### Instructions for the task
Using the records below, transcribe word for word the stretch from the line that contains "[locate] pale skin" through the line that contains "[locate] white book", both end lines included, and nothing else.

### Given information
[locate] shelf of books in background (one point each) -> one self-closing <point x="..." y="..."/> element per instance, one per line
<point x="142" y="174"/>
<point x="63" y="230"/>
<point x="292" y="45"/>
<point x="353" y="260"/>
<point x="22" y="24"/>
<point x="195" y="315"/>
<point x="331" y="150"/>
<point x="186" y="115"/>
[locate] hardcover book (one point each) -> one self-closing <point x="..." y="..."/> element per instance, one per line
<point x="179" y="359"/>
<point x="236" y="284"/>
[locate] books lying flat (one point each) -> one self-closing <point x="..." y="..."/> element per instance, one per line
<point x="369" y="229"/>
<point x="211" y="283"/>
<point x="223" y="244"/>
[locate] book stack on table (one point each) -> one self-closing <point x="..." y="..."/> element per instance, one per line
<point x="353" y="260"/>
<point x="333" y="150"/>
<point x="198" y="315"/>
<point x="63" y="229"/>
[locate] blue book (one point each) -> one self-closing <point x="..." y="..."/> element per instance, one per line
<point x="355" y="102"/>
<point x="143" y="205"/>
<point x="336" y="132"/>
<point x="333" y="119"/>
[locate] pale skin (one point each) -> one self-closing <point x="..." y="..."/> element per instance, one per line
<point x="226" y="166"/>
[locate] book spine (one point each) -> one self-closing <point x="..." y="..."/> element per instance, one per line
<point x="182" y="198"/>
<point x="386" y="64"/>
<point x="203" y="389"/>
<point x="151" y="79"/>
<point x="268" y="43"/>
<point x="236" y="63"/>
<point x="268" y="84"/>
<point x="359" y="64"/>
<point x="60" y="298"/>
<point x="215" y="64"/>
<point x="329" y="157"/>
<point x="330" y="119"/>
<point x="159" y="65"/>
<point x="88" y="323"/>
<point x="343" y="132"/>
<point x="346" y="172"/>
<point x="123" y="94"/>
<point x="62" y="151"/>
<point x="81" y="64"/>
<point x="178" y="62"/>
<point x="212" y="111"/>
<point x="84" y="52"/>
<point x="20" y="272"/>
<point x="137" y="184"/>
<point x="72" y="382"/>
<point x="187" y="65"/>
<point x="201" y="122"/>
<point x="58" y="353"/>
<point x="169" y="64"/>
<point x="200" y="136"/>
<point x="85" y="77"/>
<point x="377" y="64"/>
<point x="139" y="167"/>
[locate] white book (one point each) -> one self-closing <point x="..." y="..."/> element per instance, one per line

--

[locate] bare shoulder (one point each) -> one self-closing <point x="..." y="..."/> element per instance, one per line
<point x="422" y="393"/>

### Exercise answer
[locate] pale skin (one point each) -> one self-closing <point x="..." y="..."/> element per instance, one per line
<point x="226" y="166"/>
[locate] book spine (one point each) -> one self-closing <point x="..." y="..."/> element per instance, one per line
<point x="182" y="198"/>
<point x="386" y="64"/>
<point x="203" y="389"/>
<point x="151" y="79"/>
<point x="268" y="43"/>
<point x="236" y="63"/>
<point x="268" y="84"/>
<point x="359" y="64"/>
<point x="60" y="298"/>
<point x="215" y="64"/>
<point x="329" y="157"/>
<point x="330" y="119"/>
<point x="159" y="65"/>
<point x="88" y="323"/>
<point x="343" y="132"/>
<point x="346" y="172"/>
<point x="123" y="94"/>
<point x="62" y="151"/>
<point x="81" y="64"/>
<point x="178" y="62"/>
<point x="212" y="111"/>
<point x="84" y="52"/>
<point x="20" y="272"/>
<point x="137" y="184"/>
<point x="72" y="382"/>
<point x="187" y="65"/>
<point x="201" y="122"/>
<point x="58" y="353"/>
<point x="169" y="64"/>
<point x="200" y="136"/>
<point x="85" y="77"/>
<point x="377" y="64"/>
<point x="139" y="167"/>
[locate] white book (one point each) -> one self-closing <point x="..." y="..."/> element per instance, one per line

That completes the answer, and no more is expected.